◆ PROBLEM ◆
Each line of the records that holds "black" should be shown in full.

◆ Data extracted from a collection ◆
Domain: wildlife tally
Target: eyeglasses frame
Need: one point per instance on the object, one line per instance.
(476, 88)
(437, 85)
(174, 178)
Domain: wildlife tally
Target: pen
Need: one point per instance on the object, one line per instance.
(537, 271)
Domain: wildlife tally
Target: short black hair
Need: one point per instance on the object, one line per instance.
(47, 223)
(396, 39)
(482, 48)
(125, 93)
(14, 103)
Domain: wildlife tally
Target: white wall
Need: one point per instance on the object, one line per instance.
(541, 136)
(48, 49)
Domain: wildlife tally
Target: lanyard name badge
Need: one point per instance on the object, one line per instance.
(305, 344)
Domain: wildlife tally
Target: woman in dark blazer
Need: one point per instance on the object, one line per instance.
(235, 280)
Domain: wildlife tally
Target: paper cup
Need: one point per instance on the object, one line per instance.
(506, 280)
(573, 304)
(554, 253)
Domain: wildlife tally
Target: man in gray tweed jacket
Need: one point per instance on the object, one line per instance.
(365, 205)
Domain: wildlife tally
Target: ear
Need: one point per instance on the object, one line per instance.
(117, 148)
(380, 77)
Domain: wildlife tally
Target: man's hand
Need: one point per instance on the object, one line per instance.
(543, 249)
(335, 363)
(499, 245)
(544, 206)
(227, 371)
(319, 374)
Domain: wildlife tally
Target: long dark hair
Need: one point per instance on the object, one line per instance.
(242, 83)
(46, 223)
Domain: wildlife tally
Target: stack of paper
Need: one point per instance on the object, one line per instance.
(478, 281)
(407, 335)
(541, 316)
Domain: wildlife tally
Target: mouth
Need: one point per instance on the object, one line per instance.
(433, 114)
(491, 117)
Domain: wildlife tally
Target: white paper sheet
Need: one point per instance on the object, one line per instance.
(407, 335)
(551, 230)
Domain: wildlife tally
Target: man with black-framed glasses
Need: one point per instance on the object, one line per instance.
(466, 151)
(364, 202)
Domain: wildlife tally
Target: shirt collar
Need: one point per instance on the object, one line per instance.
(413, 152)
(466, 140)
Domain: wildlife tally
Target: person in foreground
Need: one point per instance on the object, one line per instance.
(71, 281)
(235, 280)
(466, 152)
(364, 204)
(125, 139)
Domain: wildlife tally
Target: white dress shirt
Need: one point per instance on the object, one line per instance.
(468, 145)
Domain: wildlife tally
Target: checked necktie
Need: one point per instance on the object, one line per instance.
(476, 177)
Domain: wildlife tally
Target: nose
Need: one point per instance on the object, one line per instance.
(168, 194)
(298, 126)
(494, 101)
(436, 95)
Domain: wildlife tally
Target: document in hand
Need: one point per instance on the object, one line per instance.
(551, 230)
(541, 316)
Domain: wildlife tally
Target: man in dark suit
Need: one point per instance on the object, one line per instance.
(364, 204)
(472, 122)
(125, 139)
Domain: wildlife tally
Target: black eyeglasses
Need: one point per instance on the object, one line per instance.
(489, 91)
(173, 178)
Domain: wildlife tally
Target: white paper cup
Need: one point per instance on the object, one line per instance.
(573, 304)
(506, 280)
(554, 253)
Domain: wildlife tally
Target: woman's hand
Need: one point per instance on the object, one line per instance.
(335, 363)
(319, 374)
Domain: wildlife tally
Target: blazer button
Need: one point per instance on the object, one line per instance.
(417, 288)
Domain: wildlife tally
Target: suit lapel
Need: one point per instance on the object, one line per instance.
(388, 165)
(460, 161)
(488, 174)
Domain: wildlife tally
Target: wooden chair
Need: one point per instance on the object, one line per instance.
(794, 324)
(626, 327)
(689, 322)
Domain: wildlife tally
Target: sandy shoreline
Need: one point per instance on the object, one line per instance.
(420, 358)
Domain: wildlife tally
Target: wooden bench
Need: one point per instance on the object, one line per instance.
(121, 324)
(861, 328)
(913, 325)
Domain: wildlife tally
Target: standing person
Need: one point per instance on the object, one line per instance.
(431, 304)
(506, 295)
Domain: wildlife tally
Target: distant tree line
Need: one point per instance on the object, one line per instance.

◆ TASK ANSWER ◆
Target: short black hair
Target: man with black-framed glasses
Target: black eyeglasses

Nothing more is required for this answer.